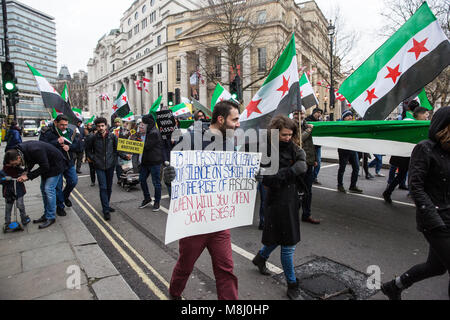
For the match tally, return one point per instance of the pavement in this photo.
(63, 262)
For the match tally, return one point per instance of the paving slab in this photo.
(10, 265)
(47, 256)
(77, 294)
(94, 262)
(37, 283)
(114, 288)
(31, 241)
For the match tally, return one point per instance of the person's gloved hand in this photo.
(169, 174)
(299, 168)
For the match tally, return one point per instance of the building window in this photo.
(160, 88)
(262, 17)
(262, 62)
(218, 66)
(178, 71)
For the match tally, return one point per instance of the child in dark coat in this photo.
(13, 191)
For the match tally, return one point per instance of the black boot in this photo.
(294, 291)
(260, 262)
(391, 290)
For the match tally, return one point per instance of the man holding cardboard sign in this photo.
(225, 117)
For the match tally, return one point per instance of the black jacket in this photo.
(51, 136)
(102, 151)
(50, 160)
(282, 205)
(153, 148)
(429, 177)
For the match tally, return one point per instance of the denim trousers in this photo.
(155, 172)
(319, 162)
(48, 191)
(287, 260)
(71, 182)
(377, 163)
(105, 179)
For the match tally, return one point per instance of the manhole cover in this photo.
(324, 287)
(324, 279)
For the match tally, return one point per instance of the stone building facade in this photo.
(190, 44)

- [Written instruction]: Write out the data precisely as given, excluding the pictures.

- [Right answer]:
For the match tally, return one point per instance of the pavement in this photo.
(63, 262)
For the match tally, return one point per instance of the paving slab in this photo.
(10, 265)
(47, 256)
(77, 294)
(94, 262)
(37, 283)
(114, 288)
(31, 241)
For the match tally, return one point per instance of the person's gloved hand in this photo.
(169, 174)
(299, 168)
For the match tally, return one point per instance of the building window in this photo.
(160, 88)
(262, 17)
(262, 62)
(218, 66)
(178, 71)
For the match tally, return one point per instance of the child in dark coat in this photo.
(13, 191)
For the match tally, return one point per instance of the black boot in this photo.
(294, 291)
(260, 262)
(391, 290)
For the match tally, return one point per instance of the man holding cardboard sign in this photo.
(225, 117)
For the match tally, return one point per instance of the black jacket in this photo.
(51, 136)
(102, 151)
(50, 160)
(282, 205)
(153, 148)
(429, 177)
For the match tally, return one point per instance of the denim trousers in this photo.
(155, 172)
(319, 162)
(48, 191)
(287, 260)
(71, 182)
(377, 163)
(105, 179)
For the match tally, return one point per instance of the manhole cover in this photo.
(324, 287)
(324, 279)
For the match tally, return one point per instance of the stone building facade in this photo.
(190, 44)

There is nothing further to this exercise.